===== DATA SHOWN =====

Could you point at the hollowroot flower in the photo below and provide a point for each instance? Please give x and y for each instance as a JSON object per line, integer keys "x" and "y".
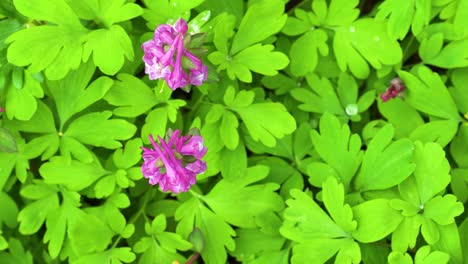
{"x": 396, "y": 88}
{"x": 167, "y": 56}
{"x": 175, "y": 162}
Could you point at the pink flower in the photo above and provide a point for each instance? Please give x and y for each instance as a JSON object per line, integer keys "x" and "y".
{"x": 164, "y": 53}
{"x": 396, "y": 88}
{"x": 166, "y": 163}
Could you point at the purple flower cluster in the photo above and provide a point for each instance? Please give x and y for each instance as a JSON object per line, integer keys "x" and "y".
{"x": 175, "y": 163}
{"x": 395, "y": 89}
{"x": 164, "y": 55}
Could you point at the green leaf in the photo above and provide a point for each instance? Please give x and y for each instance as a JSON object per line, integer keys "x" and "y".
{"x": 401, "y": 115}
{"x": 406, "y": 233}
{"x": 72, "y": 174}
{"x": 129, "y": 156}
{"x": 385, "y": 163}
{"x": 33, "y": 215}
{"x": 322, "y": 98}
{"x": 98, "y": 130}
{"x": 17, "y": 254}
{"x": 253, "y": 244}
{"x": 459, "y": 147}
{"x": 218, "y": 234}
{"x": 257, "y": 58}
{"x": 72, "y": 94}
{"x": 431, "y": 46}
{"x": 453, "y": 55}
{"x": 58, "y": 12}
{"x": 333, "y": 198}
{"x": 131, "y": 96}
{"x": 365, "y": 40}
{"x": 432, "y": 170}
{"x": 459, "y": 185}
{"x": 443, "y": 209}
{"x": 252, "y": 200}
{"x": 263, "y": 19}
{"x": 429, "y": 231}
{"x": 21, "y": 103}
{"x": 340, "y": 12}
{"x": 7, "y": 141}
{"x": 82, "y": 234}
{"x": 376, "y": 220}
{"x": 55, "y": 49}
{"x": 399, "y": 258}
{"x": 9, "y": 209}
{"x": 338, "y": 148}
{"x": 267, "y": 121}
{"x": 416, "y": 14}
{"x": 58, "y": 221}
{"x": 449, "y": 242}
{"x": 424, "y": 255}
{"x": 228, "y": 130}
{"x": 427, "y": 93}
{"x": 164, "y": 11}
{"x": 107, "y": 12}
{"x": 305, "y": 221}
{"x": 114, "y": 255}
{"x": 234, "y": 162}
{"x": 321, "y": 250}
{"x": 438, "y": 131}
{"x": 109, "y": 47}
{"x": 459, "y": 79}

=====

■ WRITTEN INSTRUCTION ■
All lines from the line containing "Could you point at the green" through the end of the listing above are to be duplicated exactly; include both ends and nothing further.

■ COMPLETE OUTPUT ■
Could you point at the green leaf in the photo above and provide a point for each instance? Please give x and y for each instance as a JSON object per line, integer keys "x" and "y".
{"x": 401, "y": 115}
{"x": 406, "y": 233}
{"x": 72, "y": 174}
{"x": 129, "y": 156}
{"x": 385, "y": 163}
{"x": 33, "y": 215}
{"x": 322, "y": 98}
{"x": 98, "y": 130}
{"x": 17, "y": 254}
{"x": 253, "y": 244}
{"x": 459, "y": 147}
{"x": 218, "y": 234}
{"x": 257, "y": 58}
{"x": 72, "y": 94}
{"x": 431, "y": 46}
{"x": 453, "y": 55}
{"x": 58, "y": 12}
{"x": 333, "y": 198}
{"x": 131, "y": 96}
{"x": 365, "y": 40}
{"x": 432, "y": 170}
{"x": 459, "y": 185}
{"x": 443, "y": 209}
{"x": 252, "y": 200}
{"x": 263, "y": 19}
{"x": 429, "y": 231}
{"x": 21, "y": 103}
{"x": 340, "y": 12}
{"x": 7, "y": 141}
{"x": 82, "y": 234}
{"x": 376, "y": 220}
{"x": 55, "y": 49}
{"x": 399, "y": 258}
{"x": 9, "y": 209}
{"x": 338, "y": 148}
{"x": 267, "y": 121}
{"x": 416, "y": 14}
{"x": 58, "y": 221}
{"x": 449, "y": 242}
{"x": 424, "y": 255}
{"x": 228, "y": 130}
{"x": 427, "y": 93}
{"x": 164, "y": 11}
{"x": 107, "y": 12}
{"x": 305, "y": 221}
{"x": 114, "y": 255}
{"x": 234, "y": 162}
{"x": 321, "y": 250}
{"x": 438, "y": 131}
{"x": 109, "y": 47}
{"x": 459, "y": 79}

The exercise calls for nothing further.